▶ **TASK TO CARRY OUT**:
Skip any picture you find and retype all the remaining lines exactly.

▶ **DATASET EXCERPTS**:
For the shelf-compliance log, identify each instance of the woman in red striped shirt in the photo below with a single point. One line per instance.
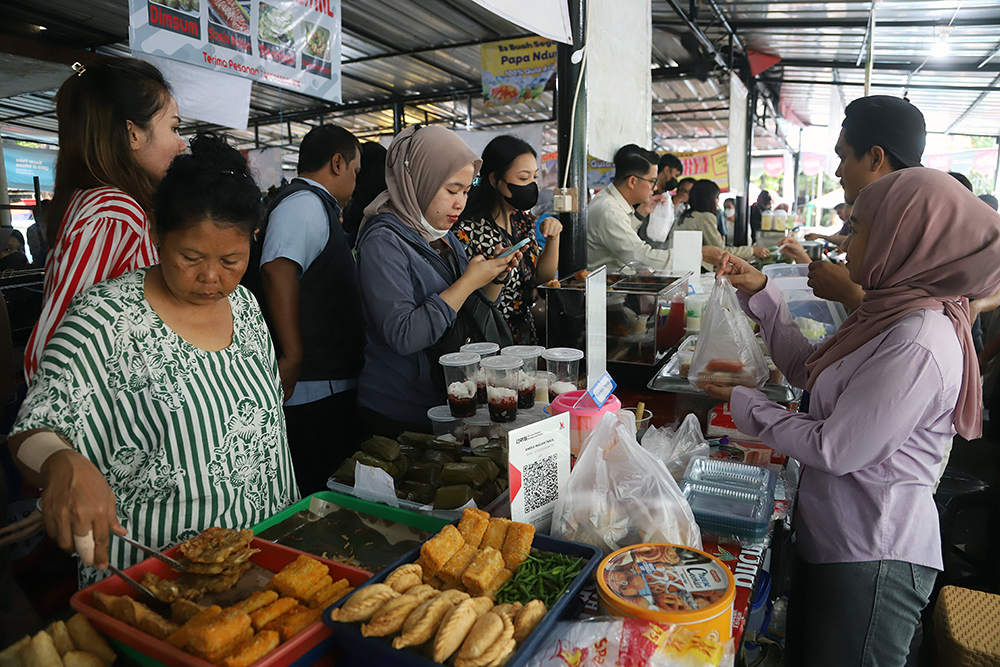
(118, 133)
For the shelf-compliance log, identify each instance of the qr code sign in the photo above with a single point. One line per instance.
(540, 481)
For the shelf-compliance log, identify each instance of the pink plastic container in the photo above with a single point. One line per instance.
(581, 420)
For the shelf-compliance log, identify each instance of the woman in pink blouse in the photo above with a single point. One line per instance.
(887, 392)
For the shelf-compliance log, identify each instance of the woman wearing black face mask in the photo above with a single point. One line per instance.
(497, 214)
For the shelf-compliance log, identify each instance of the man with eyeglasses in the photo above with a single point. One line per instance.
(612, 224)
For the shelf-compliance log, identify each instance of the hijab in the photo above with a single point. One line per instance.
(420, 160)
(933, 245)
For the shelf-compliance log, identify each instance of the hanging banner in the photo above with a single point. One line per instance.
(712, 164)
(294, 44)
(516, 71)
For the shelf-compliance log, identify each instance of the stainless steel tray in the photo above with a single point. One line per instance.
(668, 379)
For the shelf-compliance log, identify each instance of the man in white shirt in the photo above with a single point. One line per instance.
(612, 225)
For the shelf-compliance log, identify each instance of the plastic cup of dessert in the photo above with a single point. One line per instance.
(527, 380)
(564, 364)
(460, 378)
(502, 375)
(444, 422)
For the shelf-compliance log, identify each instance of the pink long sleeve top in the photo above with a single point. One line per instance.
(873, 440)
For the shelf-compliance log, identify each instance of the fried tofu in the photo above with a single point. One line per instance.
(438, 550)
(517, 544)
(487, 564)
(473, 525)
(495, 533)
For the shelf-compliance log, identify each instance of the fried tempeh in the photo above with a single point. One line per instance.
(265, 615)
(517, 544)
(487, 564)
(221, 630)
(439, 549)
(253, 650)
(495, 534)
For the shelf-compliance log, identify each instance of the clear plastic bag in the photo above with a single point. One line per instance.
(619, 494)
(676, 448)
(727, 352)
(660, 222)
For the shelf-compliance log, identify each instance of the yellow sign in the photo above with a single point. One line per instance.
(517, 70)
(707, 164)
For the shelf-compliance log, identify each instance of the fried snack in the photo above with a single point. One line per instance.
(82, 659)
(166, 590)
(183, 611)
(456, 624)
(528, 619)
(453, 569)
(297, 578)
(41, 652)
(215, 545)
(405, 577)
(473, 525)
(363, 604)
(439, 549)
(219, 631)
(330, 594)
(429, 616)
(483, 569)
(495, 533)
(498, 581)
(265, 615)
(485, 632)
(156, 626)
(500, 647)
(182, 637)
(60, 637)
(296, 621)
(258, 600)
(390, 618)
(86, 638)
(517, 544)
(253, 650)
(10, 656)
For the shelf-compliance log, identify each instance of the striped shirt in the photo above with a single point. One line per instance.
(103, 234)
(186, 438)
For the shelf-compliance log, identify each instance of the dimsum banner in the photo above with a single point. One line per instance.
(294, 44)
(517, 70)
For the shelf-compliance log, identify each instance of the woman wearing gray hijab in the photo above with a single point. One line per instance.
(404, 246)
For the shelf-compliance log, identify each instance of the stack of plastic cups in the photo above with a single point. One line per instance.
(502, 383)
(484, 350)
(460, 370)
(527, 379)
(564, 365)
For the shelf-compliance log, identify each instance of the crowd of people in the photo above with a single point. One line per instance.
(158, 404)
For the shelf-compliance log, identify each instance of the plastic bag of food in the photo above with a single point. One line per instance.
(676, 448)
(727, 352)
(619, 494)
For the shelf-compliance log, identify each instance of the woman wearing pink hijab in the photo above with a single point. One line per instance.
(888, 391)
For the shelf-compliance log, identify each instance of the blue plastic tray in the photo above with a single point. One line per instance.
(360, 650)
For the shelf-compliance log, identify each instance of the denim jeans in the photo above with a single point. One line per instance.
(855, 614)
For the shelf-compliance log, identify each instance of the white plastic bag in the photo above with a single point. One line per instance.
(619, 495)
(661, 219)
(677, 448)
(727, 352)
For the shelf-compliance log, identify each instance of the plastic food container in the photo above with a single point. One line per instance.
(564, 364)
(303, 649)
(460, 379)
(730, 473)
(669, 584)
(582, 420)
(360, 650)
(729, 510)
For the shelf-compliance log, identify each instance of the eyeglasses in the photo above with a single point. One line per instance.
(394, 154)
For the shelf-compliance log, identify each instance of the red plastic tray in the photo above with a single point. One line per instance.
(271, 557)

▶ **RESULT BELOW**:
For the shelf-compliance log, identify each instance of the woman in red striped shirt in the photo below with a single point. One line per instance.
(118, 133)
For the shelf-compliance log, identify each instance of the qr code sign in the photo above with a single point. One line per instance.
(540, 481)
For the shelf-compliance log, identify each instance of the pink plastic container in the photo above with a single point. One line per instance.
(581, 420)
For the shelf-compliance log, identify each instance of the woman in pink blouse in the photo above with a single point. One line per instance.
(887, 392)
For the shelf-compliance log, identify each instance of the woman wearing black face mask in the photo above with a single point. One line per instance.
(497, 214)
For the shelf-compliance log, identify each instance of the man with eyeglasses in the photo above with a single point. One line per instance.
(612, 224)
For the shelf-compliance log, identify each instance of the hijab in the photo above with a single point. One line per instance.
(420, 160)
(933, 245)
For the shelf-compliance log, identify each instance of the hanging banner in the photo above with a single point. One line per instance.
(712, 164)
(294, 44)
(516, 71)
For the shelf-compliance log, identify each instance of the stainless steel tray in the photo above with a single point. One line per instance.
(668, 379)
For the shelf-compliance log, identify each instance of the man in white shirt in the photo above with a single point. One line per instance.
(612, 225)
For the shelf-compliance log, identify each instance of the plastic cup of dessert in the photo above with a single point. One line per instance.
(527, 380)
(564, 364)
(460, 378)
(502, 375)
(444, 422)
For the shelf-compliance log, identify each instance of the pink long sleeve top in the photo above with a single point. One line per instance.
(873, 440)
For the shelf-compliance log, identify each instance of the fried tofu in the photo above with a single point. One line per instance.
(438, 550)
(517, 544)
(487, 564)
(473, 525)
(495, 533)
For the shelf-compliance log, identify each instance of the fried tempeh in the photo above with a single point. One line per instance.
(265, 615)
(517, 544)
(487, 564)
(221, 630)
(439, 549)
(253, 650)
(495, 534)
For the shelf-compliance log, identify each instance of the clear plastic bag in the photo above with a single point. One line per instance.
(619, 494)
(676, 448)
(727, 352)
(660, 222)
For the shelf-compliance log, identify each instance of the yellow sign in the photo above with a single point. One line per instance.
(517, 70)
(707, 164)
For the shelf-compliance log, identify each instance of the fried snack in the photo above with a single point. One line per instance.
(82, 659)
(166, 590)
(183, 611)
(456, 624)
(528, 619)
(453, 569)
(297, 578)
(41, 652)
(215, 545)
(405, 577)
(473, 525)
(363, 604)
(439, 549)
(219, 631)
(330, 594)
(429, 616)
(483, 569)
(495, 533)
(498, 581)
(265, 615)
(485, 632)
(156, 626)
(500, 647)
(182, 637)
(60, 637)
(296, 621)
(258, 600)
(390, 618)
(86, 638)
(517, 544)
(253, 650)
(10, 656)
For the shelf-compliance log, identify each instance of the striped shirt in the photo above with a single point. One line per instance.
(103, 234)
(186, 438)
For the shelf-compliance log, identify each instance of the dimsum banner in the photo above with a single point. One line per instance.
(294, 44)
(517, 70)
For the shelf-compliance log, identify each instance of the woman wearing gray hijab in the photo above with a single point. One line per instance.
(404, 246)
For the shelf-compliance log, identify each instance of the stack of plastic cups in the photo above with a single point. One line per instance.
(502, 383)
(484, 350)
(460, 370)
(527, 379)
(564, 365)
For the shelf-compliance log, identify each instance of the crowd of people in the photo above with a single point. One line per instance.
(158, 404)
For the shelf-compliance log, identify each instance of the plastic bag of food in the photo above with a single point. One line per instance.
(676, 448)
(727, 352)
(619, 494)
For the shelf-compliance log, identify each instance of the woman wearing pink hijab in the photo above with a single point. One line per instance.
(888, 391)
For the shelf-compliance log, identify each instance of the blue plastic tray in the photo above with a single point. One line per instance.
(360, 650)
For the shelf-compliance log, identify each instance of the denim jeans in the photo above with a single point. One line per instance.
(855, 614)
For the shelf-compliance log, identify each instance of the white plastic bag in the photo above with a single point. One line per instance.
(619, 495)
(661, 219)
(677, 448)
(727, 352)
For the shelf-compliance log, identify each instance of the plastic food container in the photo above with a single point. One line per instance.
(564, 364)
(303, 649)
(460, 379)
(730, 473)
(669, 584)
(582, 420)
(360, 650)
(729, 510)
For the shelf-compliance log, identify each instance of the eyeglasses in the photo above with a single point. One line per instance.
(394, 154)
For the shelf-compliance log, identify each instance of the red plastic tray in the photo above with a single point. One line per instance.
(271, 557)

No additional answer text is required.